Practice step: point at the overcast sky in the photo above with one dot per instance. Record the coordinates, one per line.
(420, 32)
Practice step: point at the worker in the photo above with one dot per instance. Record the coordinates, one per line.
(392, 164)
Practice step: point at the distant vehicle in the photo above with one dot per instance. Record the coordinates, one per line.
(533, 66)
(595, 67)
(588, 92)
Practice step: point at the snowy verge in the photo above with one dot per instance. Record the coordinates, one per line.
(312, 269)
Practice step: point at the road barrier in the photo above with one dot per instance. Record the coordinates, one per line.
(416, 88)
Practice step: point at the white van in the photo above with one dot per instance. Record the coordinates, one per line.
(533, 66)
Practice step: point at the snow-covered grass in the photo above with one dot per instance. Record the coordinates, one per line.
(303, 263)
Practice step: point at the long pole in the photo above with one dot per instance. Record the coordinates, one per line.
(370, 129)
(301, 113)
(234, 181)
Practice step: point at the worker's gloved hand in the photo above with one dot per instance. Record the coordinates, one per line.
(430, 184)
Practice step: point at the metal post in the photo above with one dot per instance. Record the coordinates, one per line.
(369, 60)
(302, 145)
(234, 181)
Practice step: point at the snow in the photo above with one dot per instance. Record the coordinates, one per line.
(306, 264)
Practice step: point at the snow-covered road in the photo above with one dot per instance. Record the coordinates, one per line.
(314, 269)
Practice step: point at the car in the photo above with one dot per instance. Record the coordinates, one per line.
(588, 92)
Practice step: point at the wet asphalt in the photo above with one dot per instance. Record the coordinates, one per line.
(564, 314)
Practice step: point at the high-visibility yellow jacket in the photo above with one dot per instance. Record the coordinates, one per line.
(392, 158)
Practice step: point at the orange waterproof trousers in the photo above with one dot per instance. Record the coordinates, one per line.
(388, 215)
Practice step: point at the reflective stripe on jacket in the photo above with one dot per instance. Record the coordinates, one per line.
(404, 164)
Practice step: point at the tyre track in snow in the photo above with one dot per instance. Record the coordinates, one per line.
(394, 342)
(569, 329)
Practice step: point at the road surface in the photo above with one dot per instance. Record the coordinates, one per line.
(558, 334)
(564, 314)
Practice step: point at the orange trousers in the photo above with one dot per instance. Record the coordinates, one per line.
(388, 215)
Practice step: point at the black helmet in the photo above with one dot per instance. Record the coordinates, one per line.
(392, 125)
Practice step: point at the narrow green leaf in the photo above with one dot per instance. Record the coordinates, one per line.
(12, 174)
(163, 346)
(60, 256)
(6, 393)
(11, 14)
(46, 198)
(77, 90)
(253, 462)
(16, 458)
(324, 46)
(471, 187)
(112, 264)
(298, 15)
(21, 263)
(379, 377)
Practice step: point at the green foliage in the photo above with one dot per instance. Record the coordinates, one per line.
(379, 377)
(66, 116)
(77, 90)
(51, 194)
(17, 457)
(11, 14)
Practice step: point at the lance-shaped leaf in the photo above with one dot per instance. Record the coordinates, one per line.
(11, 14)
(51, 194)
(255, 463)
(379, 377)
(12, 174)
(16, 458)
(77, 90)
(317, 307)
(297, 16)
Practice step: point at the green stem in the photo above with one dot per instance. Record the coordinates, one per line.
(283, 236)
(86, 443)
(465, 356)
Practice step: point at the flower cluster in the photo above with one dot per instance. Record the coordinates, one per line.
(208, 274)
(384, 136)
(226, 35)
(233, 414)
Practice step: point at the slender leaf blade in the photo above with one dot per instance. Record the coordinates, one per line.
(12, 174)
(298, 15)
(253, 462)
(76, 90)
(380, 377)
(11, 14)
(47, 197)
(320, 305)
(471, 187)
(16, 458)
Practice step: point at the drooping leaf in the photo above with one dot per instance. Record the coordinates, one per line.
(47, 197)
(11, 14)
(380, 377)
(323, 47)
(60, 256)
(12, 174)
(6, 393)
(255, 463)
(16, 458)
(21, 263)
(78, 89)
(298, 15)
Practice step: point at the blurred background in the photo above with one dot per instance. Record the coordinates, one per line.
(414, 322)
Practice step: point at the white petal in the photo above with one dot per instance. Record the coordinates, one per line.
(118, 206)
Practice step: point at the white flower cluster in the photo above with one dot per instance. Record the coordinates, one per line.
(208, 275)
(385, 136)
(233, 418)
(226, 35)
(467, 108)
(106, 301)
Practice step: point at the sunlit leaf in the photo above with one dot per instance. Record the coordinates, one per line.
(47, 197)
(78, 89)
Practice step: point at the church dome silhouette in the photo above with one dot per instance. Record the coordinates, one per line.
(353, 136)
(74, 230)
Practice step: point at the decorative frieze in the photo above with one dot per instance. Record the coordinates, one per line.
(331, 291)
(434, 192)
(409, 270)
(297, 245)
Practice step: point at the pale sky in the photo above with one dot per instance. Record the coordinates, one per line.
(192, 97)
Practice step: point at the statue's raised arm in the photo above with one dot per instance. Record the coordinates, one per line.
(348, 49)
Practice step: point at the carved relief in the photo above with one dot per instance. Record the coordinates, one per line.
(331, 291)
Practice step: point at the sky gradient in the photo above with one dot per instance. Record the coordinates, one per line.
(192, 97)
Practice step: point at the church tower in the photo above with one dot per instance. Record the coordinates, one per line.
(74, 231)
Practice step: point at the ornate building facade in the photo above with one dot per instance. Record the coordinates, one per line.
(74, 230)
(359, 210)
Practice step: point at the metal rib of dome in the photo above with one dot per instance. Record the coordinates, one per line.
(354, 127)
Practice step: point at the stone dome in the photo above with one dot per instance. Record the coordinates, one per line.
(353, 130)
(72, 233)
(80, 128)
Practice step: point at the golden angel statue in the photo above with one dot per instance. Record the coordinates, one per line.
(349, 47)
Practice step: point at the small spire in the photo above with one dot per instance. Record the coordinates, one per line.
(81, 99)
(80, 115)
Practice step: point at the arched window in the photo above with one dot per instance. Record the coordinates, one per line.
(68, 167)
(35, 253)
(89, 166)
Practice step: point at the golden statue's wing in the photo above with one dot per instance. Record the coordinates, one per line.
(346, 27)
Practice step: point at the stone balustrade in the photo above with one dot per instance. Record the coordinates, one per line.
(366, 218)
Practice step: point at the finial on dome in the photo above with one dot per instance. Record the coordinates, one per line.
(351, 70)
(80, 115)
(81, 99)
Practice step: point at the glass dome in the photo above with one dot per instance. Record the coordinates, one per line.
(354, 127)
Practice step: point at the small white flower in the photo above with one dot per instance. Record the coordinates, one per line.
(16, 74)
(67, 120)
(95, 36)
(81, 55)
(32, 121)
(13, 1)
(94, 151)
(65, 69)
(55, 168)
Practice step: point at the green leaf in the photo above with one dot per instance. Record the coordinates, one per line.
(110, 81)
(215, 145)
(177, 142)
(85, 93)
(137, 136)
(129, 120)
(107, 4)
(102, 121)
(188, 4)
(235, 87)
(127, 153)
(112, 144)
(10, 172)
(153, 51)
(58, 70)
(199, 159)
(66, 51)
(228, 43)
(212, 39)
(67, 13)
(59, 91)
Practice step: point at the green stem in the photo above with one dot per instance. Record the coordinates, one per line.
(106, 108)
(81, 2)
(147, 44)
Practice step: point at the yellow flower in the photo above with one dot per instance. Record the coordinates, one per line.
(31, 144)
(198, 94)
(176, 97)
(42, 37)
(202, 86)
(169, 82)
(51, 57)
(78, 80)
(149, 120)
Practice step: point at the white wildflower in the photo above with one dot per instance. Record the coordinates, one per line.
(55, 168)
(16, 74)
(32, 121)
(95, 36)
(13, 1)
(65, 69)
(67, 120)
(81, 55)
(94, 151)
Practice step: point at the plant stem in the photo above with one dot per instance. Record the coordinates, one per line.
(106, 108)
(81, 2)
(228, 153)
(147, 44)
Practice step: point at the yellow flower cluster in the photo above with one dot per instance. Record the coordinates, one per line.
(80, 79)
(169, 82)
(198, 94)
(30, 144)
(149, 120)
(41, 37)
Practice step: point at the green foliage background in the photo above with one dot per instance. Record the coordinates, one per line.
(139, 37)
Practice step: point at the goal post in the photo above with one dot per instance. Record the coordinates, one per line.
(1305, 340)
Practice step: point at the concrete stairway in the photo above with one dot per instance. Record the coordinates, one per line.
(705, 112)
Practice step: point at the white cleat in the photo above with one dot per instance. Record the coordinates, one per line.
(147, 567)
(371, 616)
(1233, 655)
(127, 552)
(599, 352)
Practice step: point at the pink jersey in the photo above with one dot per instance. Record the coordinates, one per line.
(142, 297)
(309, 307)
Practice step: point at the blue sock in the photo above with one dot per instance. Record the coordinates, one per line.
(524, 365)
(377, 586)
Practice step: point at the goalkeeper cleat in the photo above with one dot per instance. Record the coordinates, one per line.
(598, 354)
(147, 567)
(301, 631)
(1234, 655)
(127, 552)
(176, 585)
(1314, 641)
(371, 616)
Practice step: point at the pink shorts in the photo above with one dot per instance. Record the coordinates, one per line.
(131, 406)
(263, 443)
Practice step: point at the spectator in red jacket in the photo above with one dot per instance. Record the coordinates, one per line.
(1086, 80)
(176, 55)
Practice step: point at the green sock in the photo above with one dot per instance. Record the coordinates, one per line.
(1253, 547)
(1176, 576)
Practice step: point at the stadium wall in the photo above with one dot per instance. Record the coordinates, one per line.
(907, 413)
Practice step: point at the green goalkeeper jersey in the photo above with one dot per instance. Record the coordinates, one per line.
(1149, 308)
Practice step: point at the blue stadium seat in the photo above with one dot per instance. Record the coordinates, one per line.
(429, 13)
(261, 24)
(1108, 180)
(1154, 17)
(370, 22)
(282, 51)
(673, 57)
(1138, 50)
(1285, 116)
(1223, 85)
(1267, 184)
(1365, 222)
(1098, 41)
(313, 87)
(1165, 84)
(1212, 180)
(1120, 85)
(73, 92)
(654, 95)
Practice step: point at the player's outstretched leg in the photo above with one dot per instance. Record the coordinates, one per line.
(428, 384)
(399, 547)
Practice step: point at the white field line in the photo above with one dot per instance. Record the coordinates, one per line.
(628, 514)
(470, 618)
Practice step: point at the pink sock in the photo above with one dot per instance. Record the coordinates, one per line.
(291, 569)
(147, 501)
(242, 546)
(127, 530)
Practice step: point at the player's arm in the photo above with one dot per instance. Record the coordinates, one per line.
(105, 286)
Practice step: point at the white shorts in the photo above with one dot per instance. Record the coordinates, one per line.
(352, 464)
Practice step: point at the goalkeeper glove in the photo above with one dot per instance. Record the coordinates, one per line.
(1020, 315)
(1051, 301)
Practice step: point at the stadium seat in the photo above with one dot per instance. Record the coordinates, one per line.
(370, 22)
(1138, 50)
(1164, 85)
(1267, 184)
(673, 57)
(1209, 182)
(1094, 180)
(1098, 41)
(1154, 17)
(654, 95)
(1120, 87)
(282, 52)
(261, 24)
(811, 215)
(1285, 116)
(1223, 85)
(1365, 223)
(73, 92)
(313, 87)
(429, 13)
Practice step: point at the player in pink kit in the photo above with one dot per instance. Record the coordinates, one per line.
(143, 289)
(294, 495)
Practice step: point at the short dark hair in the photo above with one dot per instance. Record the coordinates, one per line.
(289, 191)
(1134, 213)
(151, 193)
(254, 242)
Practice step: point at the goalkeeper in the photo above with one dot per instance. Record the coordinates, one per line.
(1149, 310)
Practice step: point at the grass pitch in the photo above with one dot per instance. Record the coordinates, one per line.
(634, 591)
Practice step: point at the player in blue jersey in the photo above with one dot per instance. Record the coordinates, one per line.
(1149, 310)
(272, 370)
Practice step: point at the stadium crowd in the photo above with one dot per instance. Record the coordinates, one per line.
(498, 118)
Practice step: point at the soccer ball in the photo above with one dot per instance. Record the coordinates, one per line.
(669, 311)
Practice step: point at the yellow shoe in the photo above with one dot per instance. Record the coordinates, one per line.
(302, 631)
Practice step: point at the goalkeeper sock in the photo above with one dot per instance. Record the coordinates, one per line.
* * * * *
## Given instruction
Only the lines from the one that contains "Practice step: point at the stadium crowd" through the last line should be repeated, each exactly as it stands, with both ends included.

## Solution to the problem
Practice step: point at the stadium crowd in the photo above with one dot per instance. Record the coordinates, one per line.
(498, 118)
Practice step: point at the soccer ball in the photo above with one dot per instance. Record the coordinates, one per line.
(669, 311)
Practice step: point at the yellow shoe in the photo above with one dot per instance. Record the coordinates, one per line.
(302, 631)
Practice step: point at the goalkeeper sock in the photo above with one dot per instance. Record the coordinates, one per line.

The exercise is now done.